═════ Supplied records ═════

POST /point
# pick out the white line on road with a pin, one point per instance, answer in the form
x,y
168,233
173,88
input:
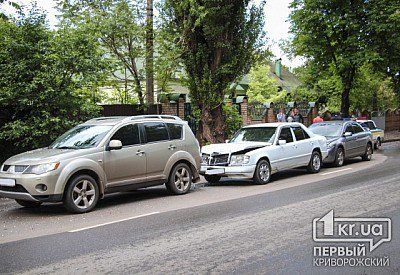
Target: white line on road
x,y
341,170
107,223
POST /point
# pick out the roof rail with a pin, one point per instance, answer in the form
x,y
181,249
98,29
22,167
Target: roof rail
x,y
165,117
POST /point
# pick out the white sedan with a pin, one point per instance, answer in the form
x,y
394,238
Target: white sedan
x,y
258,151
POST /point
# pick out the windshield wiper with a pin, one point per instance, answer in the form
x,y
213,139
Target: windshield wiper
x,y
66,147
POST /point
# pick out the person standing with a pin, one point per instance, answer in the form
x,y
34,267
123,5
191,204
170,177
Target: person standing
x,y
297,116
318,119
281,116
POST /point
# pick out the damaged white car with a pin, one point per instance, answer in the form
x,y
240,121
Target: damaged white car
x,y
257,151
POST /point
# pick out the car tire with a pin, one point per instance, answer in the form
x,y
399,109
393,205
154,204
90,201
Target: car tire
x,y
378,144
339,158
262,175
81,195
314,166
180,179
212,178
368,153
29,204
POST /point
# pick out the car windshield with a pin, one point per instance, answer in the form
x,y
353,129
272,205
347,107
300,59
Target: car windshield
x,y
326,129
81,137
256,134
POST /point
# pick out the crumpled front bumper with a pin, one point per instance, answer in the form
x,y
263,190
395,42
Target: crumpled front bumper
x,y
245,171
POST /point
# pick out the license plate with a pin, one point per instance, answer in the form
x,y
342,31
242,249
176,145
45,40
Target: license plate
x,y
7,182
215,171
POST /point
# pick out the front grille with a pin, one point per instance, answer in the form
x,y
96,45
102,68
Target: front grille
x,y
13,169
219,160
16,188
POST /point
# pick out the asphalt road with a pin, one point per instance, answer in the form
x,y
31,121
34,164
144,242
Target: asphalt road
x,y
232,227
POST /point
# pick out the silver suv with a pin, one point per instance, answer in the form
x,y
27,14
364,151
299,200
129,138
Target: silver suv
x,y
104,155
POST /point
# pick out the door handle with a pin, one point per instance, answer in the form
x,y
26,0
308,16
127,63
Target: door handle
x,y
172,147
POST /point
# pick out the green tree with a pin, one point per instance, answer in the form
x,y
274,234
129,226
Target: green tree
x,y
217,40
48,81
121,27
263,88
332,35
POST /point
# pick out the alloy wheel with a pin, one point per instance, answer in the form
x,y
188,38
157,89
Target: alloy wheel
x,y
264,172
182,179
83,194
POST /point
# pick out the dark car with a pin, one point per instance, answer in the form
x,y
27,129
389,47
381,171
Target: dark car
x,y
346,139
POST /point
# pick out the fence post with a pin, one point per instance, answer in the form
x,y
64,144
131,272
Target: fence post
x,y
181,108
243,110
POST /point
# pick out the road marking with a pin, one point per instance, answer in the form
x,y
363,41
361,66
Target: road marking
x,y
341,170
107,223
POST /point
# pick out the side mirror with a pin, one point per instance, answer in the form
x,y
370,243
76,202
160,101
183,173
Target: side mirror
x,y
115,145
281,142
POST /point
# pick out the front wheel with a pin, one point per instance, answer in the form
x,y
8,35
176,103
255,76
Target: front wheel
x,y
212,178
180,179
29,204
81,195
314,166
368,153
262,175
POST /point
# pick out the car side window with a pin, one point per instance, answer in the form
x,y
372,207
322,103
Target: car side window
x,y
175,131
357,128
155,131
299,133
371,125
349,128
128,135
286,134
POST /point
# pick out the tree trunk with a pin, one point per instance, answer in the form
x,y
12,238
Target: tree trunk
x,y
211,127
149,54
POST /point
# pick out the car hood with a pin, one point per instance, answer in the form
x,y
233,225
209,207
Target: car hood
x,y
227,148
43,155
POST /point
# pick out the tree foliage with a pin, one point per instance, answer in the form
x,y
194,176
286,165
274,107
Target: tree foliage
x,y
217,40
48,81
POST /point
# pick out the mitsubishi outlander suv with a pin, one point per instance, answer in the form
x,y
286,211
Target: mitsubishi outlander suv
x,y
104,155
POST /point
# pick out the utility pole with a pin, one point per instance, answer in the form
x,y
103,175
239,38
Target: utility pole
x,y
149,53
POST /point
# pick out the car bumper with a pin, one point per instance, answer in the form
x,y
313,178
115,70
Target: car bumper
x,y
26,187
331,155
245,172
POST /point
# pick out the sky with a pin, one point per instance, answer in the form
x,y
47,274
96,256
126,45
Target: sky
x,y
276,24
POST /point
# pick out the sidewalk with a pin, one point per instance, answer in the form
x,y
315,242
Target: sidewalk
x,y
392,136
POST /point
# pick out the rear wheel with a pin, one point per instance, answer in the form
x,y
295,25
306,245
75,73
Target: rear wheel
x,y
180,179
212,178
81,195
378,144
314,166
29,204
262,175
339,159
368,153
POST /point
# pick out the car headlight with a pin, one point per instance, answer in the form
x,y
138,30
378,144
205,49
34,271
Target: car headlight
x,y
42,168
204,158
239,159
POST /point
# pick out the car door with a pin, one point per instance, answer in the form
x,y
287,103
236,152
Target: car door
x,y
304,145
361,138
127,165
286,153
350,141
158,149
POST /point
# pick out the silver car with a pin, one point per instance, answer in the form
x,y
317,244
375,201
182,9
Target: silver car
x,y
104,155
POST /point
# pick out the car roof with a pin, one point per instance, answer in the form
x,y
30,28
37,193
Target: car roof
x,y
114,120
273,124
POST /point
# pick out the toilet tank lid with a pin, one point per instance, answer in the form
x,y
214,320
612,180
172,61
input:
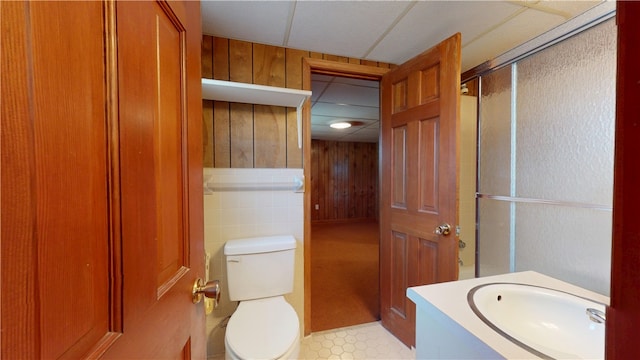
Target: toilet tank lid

═════
═════ Supplied records ═════

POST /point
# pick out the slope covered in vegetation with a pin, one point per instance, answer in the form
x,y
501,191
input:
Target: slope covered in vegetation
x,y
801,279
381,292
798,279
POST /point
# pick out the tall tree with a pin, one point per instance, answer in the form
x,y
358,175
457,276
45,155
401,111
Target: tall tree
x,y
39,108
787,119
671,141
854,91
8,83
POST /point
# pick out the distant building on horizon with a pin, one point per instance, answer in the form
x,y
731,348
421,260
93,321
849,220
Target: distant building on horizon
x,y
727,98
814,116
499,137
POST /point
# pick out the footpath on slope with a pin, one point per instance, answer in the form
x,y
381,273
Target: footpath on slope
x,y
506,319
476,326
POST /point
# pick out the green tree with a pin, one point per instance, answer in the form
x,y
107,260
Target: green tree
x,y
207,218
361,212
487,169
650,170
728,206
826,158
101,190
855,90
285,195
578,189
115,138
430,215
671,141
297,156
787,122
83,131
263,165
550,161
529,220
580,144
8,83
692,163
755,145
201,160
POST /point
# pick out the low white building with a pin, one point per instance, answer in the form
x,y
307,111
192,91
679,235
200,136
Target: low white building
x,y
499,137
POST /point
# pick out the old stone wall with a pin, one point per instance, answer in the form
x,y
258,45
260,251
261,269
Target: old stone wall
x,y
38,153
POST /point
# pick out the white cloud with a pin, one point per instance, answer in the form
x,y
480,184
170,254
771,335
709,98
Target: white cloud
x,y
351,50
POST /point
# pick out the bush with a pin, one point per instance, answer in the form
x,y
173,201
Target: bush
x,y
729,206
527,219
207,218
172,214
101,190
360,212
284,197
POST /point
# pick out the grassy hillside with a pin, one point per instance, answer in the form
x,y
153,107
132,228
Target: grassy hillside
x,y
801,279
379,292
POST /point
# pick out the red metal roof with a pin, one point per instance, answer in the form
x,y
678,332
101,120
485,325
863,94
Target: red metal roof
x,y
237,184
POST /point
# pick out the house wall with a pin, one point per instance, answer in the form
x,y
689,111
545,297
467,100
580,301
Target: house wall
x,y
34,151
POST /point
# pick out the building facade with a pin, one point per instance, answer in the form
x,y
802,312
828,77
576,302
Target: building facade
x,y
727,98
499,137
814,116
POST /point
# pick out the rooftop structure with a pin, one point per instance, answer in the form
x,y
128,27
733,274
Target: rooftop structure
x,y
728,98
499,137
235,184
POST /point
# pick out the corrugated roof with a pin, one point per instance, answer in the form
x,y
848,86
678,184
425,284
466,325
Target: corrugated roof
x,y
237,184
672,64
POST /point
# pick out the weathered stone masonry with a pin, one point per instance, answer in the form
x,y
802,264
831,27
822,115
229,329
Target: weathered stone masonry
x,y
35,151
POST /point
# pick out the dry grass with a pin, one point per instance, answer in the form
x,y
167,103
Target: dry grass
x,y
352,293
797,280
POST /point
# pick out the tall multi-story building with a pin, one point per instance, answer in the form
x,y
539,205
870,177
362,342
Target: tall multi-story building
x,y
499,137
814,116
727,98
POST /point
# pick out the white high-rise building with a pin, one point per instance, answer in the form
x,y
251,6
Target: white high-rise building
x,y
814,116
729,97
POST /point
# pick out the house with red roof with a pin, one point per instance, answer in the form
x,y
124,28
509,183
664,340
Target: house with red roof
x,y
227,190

═════
═════ Supplied records ═════

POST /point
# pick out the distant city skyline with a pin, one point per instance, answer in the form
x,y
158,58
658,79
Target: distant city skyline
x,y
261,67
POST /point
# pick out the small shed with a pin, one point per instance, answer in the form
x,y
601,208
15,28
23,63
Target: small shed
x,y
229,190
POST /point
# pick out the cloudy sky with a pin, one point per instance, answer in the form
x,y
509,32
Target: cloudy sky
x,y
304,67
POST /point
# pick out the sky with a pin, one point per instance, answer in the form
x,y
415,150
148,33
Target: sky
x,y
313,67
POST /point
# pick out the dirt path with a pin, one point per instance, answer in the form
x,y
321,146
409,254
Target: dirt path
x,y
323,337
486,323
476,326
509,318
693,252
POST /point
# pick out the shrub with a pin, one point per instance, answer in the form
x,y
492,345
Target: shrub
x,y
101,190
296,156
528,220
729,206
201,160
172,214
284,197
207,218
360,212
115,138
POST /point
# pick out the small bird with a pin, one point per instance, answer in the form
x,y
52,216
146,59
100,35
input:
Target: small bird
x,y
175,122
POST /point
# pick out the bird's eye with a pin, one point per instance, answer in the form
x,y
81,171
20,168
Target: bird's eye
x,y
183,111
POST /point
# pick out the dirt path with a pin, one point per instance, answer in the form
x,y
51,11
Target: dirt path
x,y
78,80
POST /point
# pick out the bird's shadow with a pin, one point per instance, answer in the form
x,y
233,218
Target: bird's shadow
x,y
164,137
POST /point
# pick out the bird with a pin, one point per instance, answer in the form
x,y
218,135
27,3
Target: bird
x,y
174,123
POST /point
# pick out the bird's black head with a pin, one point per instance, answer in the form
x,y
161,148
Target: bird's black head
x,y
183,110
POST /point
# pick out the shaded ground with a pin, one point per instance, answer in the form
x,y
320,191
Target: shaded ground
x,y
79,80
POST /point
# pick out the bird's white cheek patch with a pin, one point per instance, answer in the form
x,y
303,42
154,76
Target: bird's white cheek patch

═════

● **Task item**:
Give the number of lines in the records that contain the string "tank", and write nothing besides that number.

● **Answer box**:
2